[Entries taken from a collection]
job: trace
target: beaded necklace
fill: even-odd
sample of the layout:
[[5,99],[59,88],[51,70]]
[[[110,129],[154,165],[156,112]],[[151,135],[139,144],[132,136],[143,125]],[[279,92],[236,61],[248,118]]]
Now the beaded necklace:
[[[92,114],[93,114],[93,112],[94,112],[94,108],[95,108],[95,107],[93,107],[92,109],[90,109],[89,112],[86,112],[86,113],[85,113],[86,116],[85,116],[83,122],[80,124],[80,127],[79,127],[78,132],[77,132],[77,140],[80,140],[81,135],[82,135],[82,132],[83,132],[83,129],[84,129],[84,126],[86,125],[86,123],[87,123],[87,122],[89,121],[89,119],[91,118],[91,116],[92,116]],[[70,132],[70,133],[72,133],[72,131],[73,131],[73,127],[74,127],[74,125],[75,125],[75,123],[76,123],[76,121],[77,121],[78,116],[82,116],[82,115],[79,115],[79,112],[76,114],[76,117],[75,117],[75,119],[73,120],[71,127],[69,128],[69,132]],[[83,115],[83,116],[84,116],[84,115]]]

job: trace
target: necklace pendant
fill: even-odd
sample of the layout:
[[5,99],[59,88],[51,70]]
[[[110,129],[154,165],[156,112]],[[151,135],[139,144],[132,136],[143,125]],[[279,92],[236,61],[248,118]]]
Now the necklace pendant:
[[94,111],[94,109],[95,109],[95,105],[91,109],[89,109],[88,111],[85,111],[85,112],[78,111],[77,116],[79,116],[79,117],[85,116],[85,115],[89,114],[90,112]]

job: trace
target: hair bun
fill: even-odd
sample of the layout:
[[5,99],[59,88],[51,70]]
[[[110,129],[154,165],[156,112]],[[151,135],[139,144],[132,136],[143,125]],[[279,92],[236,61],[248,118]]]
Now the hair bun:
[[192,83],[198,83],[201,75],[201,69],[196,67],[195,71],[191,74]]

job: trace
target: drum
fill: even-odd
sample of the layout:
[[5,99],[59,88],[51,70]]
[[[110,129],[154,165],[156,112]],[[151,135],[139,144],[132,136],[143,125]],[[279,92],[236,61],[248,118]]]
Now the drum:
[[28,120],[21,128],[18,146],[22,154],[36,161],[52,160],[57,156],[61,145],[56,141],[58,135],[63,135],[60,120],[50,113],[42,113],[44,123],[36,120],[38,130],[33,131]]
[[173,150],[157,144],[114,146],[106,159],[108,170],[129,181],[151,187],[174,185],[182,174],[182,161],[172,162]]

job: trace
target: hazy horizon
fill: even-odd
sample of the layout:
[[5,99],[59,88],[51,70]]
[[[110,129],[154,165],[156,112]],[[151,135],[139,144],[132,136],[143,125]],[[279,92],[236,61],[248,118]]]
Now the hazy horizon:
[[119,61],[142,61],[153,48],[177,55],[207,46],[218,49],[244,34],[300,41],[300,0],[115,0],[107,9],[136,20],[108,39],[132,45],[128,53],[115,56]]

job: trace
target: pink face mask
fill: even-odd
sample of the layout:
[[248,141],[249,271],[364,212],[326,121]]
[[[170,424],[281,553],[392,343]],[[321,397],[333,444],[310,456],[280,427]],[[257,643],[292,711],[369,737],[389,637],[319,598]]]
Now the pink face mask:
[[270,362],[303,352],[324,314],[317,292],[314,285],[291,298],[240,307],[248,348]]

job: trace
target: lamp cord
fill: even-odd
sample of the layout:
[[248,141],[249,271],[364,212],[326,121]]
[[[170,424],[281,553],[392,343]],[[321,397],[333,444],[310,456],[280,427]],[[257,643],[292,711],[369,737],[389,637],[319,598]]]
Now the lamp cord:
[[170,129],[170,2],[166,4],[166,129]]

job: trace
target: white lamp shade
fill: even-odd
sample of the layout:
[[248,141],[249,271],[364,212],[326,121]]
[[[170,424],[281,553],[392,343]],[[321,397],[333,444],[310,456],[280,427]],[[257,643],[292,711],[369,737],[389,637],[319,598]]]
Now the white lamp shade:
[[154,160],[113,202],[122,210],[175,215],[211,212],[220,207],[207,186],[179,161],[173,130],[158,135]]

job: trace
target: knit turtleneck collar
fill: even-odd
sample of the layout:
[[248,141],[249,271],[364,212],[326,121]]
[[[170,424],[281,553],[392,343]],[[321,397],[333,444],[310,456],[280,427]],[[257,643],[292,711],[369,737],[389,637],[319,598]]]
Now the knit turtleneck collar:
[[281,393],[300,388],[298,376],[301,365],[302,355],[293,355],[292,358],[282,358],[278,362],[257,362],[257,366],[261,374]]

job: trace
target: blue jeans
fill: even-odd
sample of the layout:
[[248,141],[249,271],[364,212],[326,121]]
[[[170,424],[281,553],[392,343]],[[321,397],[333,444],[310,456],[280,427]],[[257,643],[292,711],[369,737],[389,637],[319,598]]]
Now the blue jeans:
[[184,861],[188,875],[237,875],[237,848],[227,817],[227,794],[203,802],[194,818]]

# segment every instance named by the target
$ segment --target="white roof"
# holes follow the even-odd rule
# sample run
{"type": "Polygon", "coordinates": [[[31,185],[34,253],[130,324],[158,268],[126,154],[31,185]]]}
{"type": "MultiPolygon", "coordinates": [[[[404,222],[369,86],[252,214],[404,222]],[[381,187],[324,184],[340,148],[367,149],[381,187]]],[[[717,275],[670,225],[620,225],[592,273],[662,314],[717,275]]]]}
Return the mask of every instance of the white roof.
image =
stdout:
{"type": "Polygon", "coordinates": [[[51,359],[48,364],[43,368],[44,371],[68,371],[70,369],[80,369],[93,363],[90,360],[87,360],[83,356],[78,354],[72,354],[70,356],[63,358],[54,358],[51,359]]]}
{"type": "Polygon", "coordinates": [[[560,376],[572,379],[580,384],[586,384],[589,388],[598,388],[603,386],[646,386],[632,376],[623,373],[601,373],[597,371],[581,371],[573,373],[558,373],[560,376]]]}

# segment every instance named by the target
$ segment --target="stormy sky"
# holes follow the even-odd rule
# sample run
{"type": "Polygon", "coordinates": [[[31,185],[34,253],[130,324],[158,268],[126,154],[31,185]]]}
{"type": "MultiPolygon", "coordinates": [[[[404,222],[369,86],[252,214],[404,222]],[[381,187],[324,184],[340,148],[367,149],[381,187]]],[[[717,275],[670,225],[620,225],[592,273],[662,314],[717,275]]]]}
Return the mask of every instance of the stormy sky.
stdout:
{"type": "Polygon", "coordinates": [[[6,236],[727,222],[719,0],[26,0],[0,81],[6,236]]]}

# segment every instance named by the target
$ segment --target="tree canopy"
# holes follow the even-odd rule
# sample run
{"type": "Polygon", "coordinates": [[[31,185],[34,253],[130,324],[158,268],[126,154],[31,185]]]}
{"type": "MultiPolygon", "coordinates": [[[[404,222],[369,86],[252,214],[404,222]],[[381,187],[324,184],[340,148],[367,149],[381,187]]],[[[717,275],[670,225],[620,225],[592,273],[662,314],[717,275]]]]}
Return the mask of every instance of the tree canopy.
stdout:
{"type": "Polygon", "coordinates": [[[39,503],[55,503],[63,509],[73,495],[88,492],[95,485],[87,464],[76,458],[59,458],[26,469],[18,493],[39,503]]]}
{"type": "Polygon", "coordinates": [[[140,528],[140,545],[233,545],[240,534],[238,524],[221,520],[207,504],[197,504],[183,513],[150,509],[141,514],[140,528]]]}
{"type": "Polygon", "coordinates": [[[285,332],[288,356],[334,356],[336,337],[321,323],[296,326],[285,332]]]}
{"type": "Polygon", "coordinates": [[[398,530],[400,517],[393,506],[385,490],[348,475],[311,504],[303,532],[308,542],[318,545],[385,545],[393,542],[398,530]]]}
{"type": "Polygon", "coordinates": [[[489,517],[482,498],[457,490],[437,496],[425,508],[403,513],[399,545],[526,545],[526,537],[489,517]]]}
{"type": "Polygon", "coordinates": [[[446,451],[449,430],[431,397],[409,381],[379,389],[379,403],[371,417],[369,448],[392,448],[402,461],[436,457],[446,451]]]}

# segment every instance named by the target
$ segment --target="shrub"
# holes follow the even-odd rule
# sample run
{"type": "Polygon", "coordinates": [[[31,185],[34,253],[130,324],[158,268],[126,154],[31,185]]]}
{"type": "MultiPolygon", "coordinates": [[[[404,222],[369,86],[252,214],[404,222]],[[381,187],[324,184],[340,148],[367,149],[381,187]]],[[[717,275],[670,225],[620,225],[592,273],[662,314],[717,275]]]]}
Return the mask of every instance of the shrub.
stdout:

- Problem -
Copy everything from the start of the records down through the line containing "Now the beaded", changing "beaded necklace" to "string of beads" and leaving all else as it is.

- Written response -
job: trace
target: string of beads
fill: even-odd
sample of the layout:
[[5,99],[59,88],[51,70]]
[[[110,129],[154,165],[156,112]],[[151,135],[139,144],[132,136],[143,125]],[[279,92],[236,61],[248,118]]]
Now the string of beads:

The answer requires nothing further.